> _What is being asked_: Looking at the listing below, retype exactly the lines starting at the one containing "to the illuminated" and ending at the one containing "Target: storefront", both included, and nothing else.

=== Begin Enclosure ===

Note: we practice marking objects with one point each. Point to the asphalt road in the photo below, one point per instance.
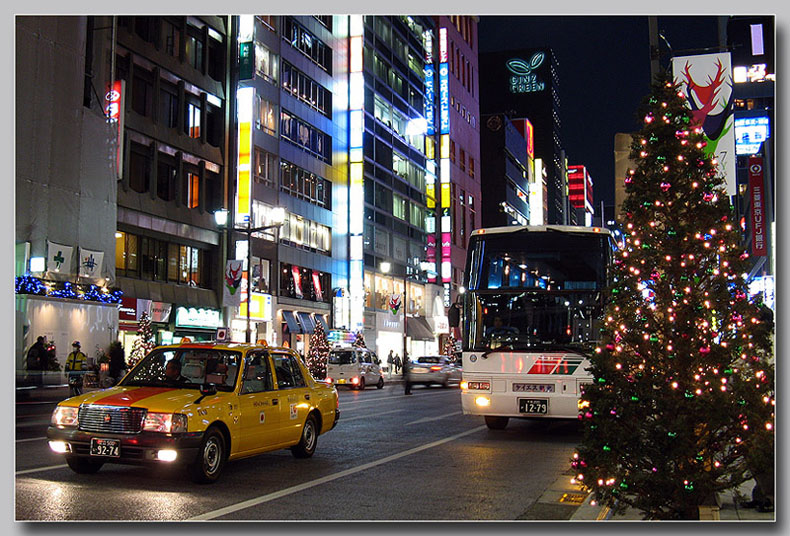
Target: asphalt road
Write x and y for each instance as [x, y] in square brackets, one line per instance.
[391, 457]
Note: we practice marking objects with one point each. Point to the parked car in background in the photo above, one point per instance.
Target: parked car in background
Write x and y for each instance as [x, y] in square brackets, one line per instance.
[435, 369]
[354, 367]
[197, 404]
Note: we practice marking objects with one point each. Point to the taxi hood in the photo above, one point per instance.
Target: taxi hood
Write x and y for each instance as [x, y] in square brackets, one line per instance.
[159, 399]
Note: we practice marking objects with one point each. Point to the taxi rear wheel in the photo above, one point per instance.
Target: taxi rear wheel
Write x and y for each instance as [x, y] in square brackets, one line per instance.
[83, 466]
[211, 458]
[309, 440]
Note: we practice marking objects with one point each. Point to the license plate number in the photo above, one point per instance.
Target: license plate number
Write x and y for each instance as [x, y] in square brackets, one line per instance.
[105, 447]
[533, 405]
[533, 387]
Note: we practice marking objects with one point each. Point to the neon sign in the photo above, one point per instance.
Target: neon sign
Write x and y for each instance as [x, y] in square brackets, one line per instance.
[524, 79]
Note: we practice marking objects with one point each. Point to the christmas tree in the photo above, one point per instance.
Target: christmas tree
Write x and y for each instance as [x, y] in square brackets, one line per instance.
[359, 341]
[144, 342]
[319, 353]
[682, 402]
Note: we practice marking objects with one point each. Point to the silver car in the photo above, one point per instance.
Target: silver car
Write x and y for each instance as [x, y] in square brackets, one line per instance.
[440, 369]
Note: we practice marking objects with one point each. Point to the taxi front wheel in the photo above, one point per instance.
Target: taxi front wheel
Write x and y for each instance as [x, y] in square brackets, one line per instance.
[307, 443]
[208, 465]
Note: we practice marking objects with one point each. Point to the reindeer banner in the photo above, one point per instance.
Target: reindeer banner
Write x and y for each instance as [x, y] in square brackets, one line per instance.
[231, 295]
[706, 82]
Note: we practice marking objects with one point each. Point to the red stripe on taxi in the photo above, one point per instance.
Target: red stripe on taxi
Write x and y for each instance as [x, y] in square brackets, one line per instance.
[130, 397]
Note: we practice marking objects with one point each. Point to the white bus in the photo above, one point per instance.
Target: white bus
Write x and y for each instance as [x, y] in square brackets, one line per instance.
[531, 314]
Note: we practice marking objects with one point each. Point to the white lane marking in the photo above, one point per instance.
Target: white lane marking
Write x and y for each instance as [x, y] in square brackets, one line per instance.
[329, 478]
[380, 398]
[369, 416]
[30, 439]
[429, 419]
[39, 469]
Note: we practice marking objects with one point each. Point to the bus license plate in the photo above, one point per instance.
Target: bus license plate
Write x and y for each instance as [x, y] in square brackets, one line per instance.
[533, 405]
[106, 447]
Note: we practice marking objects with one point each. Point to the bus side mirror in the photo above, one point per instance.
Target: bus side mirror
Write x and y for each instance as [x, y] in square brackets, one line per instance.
[454, 315]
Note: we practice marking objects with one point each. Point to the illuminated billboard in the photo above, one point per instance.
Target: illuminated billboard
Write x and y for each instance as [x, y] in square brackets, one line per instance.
[750, 133]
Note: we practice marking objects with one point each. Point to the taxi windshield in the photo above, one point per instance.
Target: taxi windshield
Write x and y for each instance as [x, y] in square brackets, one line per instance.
[186, 368]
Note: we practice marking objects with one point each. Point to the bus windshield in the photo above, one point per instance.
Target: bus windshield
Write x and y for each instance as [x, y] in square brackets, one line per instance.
[535, 290]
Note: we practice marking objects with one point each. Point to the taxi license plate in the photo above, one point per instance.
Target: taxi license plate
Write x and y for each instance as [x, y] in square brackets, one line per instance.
[106, 447]
[533, 405]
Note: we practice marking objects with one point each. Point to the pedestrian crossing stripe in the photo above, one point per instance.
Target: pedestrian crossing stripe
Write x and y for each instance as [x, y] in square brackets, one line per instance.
[561, 365]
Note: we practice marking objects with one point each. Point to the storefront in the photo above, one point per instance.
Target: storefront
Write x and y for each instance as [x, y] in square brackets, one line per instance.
[296, 326]
[129, 315]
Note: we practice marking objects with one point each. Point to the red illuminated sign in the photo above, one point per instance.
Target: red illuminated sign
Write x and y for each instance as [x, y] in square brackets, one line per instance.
[757, 195]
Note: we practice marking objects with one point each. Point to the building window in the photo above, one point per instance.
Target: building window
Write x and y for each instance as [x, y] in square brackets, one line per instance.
[193, 189]
[306, 89]
[265, 167]
[399, 207]
[194, 48]
[168, 105]
[171, 34]
[267, 117]
[265, 63]
[165, 178]
[305, 136]
[307, 43]
[139, 168]
[142, 91]
[193, 120]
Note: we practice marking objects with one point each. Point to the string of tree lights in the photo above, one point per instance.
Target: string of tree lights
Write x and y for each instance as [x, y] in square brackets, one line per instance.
[682, 403]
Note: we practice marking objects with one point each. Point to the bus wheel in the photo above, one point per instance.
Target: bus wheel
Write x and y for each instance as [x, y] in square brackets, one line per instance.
[497, 423]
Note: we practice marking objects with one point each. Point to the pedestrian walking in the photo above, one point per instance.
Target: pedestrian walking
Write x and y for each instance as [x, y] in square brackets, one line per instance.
[117, 362]
[407, 376]
[36, 359]
[75, 367]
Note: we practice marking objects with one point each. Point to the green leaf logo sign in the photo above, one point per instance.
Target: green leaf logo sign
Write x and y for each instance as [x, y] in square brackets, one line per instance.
[523, 68]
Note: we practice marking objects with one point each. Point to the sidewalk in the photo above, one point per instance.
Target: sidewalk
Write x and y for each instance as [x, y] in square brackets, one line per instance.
[728, 510]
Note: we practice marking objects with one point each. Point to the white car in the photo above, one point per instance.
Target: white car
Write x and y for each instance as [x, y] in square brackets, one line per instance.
[354, 367]
[440, 369]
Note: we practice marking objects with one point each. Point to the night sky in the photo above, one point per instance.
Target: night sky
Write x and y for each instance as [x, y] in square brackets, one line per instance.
[604, 72]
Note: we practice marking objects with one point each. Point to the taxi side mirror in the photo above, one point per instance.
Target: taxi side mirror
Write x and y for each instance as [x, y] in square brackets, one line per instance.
[208, 389]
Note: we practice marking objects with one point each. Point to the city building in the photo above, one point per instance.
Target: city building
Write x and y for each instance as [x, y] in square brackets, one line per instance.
[460, 167]
[580, 194]
[291, 119]
[65, 187]
[506, 200]
[525, 84]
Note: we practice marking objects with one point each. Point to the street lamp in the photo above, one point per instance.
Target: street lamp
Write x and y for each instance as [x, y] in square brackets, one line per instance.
[386, 267]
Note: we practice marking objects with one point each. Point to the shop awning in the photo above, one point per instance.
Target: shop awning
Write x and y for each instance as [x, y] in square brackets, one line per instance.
[307, 322]
[322, 320]
[419, 329]
[293, 325]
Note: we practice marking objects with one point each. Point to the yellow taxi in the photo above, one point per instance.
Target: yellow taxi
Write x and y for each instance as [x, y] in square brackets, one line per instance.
[198, 404]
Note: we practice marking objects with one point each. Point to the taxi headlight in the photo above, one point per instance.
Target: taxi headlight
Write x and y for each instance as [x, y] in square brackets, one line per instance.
[169, 423]
[65, 416]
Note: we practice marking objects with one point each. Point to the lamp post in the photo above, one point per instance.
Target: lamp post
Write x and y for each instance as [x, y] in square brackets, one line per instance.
[277, 217]
[386, 267]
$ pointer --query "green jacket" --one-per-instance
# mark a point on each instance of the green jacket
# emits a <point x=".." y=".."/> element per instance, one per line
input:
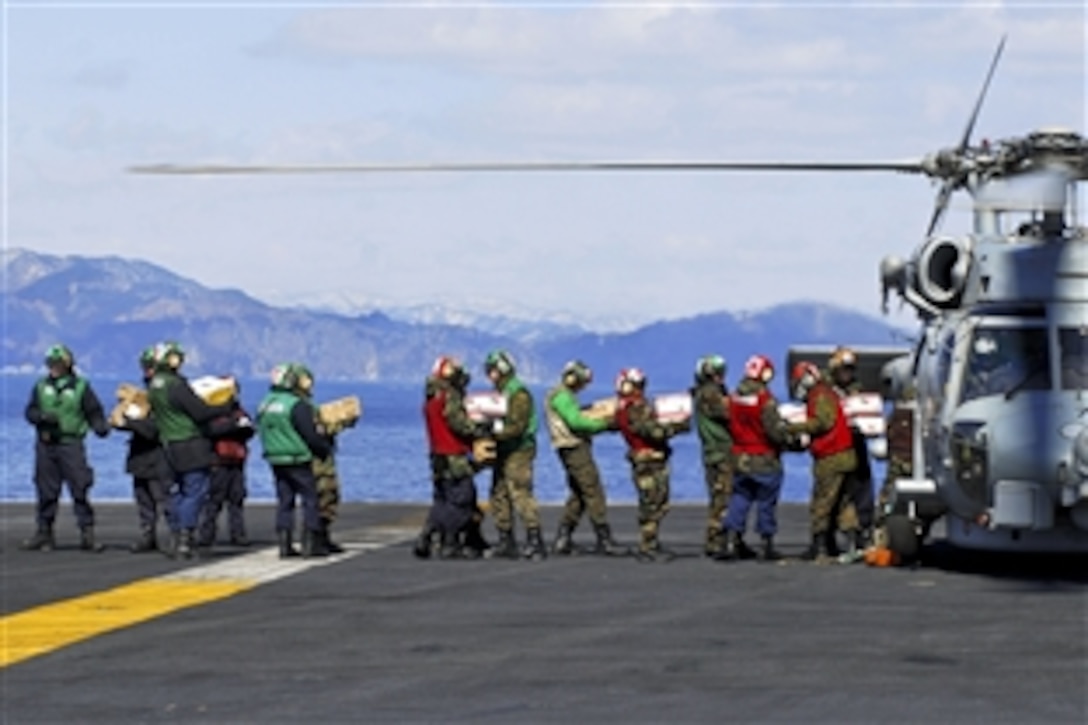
<point x="283" y="444"/>
<point x="63" y="400"/>
<point x="712" y="420"/>
<point x="566" y="424"/>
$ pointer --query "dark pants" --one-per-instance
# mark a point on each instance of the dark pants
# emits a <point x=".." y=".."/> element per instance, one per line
<point x="227" y="488"/>
<point x="454" y="511"/>
<point x="150" y="495"/>
<point x="762" y="489"/>
<point x="187" y="498"/>
<point x="292" y="481"/>
<point x="53" y="465"/>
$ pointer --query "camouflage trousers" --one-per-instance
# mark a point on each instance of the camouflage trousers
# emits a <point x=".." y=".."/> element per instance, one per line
<point x="652" y="482"/>
<point x="897" y="468"/>
<point x="719" y="488"/>
<point x="831" y="496"/>
<point x="328" y="483"/>
<point x="583" y="480"/>
<point x="511" y="490"/>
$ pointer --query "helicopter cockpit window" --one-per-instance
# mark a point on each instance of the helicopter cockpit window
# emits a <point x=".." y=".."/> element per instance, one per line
<point x="1074" y="345"/>
<point x="1004" y="359"/>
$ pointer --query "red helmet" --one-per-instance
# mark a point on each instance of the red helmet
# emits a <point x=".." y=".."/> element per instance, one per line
<point x="629" y="380"/>
<point x="802" y="378"/>
<point x="759" y="367"/>
<point x="446" y="367"/>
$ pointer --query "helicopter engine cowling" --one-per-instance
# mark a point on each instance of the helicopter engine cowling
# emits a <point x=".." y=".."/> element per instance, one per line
<point x="941" y="268"/>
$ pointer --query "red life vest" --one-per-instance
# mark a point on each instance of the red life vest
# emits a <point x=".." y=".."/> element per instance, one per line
<point x="745" y="425"/>
<point x="634" y="442"/>
<point x="440" y="435"/>
<point x="839" y="438"/>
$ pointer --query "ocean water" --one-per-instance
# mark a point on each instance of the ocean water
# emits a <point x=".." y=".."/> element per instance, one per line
<point x="383" y="458"/>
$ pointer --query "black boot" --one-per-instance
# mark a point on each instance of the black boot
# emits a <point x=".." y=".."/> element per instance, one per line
<point x="563" y="543"/>
<point x="606" y="544"/>
<point x="768" y="553"/>
<point x="326" y="539"/>
<point x="186" y="544"/>
<point x="42" y="540"/>
<point x="87" y="541"/>
<point x="476" y="545"/>
<point x="507" y="547"/>
<point x="313" y="547"/>
<point x="146" y="542"/>
<point x="534" y="545"/>
<point x="287" y="544"/>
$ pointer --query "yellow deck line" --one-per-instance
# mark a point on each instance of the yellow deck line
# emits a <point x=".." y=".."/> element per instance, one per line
<point x="49" y="627"/>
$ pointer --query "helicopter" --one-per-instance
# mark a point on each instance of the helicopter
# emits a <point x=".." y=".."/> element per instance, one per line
<point x="997" y="376"/>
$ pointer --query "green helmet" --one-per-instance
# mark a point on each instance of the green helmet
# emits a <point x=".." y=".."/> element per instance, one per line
<point x="304" y="378"/>
<point x="581" y="373"/>
<point x="147" y="358"/>
<point x="61" y="354"/>
<point x="501" y="360"/>
<point x="283" y="377"/>
<point x="169" y="355"/>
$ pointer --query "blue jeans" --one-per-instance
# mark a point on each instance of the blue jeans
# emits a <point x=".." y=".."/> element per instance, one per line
<point x="187" y="499"/>
<point x="759" y="488"/>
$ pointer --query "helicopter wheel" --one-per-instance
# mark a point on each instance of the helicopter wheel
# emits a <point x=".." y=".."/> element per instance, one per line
<point x="902" y="538"/>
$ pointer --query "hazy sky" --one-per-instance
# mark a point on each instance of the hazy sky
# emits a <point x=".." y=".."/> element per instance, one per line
<point x="91" y="88"/>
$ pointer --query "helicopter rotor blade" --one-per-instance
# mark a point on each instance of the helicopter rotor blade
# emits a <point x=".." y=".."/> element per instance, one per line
<point x="955" y="181"/>
<point x="212" y="169"/>
<point x="981" y="96"/>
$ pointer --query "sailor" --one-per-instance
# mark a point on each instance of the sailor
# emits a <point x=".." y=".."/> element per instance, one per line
<point x="181" y="416"/>
<point x="648" y="453"/>
<point x="231" y="434"/>
<point x="758" y="434"/>
<point x="291" y="439"/>
<point x="511" y="489"/>
<point x="449" y="434"/>
<point x="712" y="420"/>
<point x="842" y="368"/>
<point x="833" y="462"/>
<point x="570" y="431"/>
<point x="326" y="478"/>
<point x="147" y="465"/>
<point x="62" y="408"/>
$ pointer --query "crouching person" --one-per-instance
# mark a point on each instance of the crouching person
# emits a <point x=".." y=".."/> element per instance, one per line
<point x="285" y="422"/>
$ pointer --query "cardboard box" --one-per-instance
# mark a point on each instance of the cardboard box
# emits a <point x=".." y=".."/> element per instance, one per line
<point x="603" y="409"/>
<point x="341" y="412"/>
<point x="485" y="406"/>
<point x="215" y="390"/>
<point x="672" y="407"/>
<point x="132" y="403"/>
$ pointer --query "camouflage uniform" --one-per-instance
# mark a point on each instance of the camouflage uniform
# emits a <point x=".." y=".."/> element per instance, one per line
<point x="831" y="494"/>
<point x="712" y="419"/>
<point x="511" y="488"/>
<point x="650" y="470"/>
<point x="860" y="483"/>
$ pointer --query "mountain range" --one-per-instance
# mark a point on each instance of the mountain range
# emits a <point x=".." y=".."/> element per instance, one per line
<point x="108" y="308"/>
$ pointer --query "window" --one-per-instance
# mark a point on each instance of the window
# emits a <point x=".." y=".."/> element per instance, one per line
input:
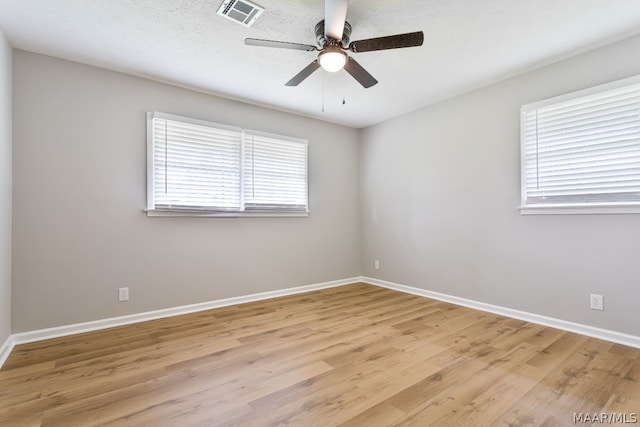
<point x="201" y="168"/>
<point x="581" y="151"/>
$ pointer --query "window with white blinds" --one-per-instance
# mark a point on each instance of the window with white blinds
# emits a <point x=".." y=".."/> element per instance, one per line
<point x="197" y="167"/>
<point x="582" y="150"/>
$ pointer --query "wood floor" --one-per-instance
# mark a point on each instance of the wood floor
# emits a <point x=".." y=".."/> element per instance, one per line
<point x="355" y="355"/>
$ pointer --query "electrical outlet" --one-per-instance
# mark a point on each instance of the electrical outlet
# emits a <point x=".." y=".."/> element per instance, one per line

=== End Enclosure ===

> _Solution for this exercise_:
Note: we practice marking objects with one point each. Point to the illuminated billboard in the photo above, one point per instance.
Target: illuminated billboard
Write x and y for each instance as [x, y] in square brackets, one line per instance.
[750, 133]
Note: we practice marking objects with one point each. Point to the taxi windshield in the photo above, one point per instance.
Target: taxi windshield
Write x and y for each instance as [x, y] in square brackets, one line per instance.
[186, 368]
Note: we practice marking objects with one point each. Point to the bus windshield in the photo above, one point per instance.
Target: bus windshield
Write x and y for each instance as [x, y] in square brackets, one line per instance.
[535, 290]
Note: we practice marking objects with one point each. Point to the taxi license plate in the photo above, one point per instance.
Target: taxi license plate
Write x and y for each instance as [x, y] in square brackets, one line per instance.
[106, 447]
[533, 405]
Note: we practice marking objects with one point each. Point to the pedestrian crossing stripe in the photo above, one point per instance.
Target: pedestrian crossing stripe
Write x and y for each instance as [x, y] in square brackets, one line per instance.
[561, 365]
Note: we practice marking objects with one point each. Point to the storefront in the photo above, one point per instance.
Target: storefront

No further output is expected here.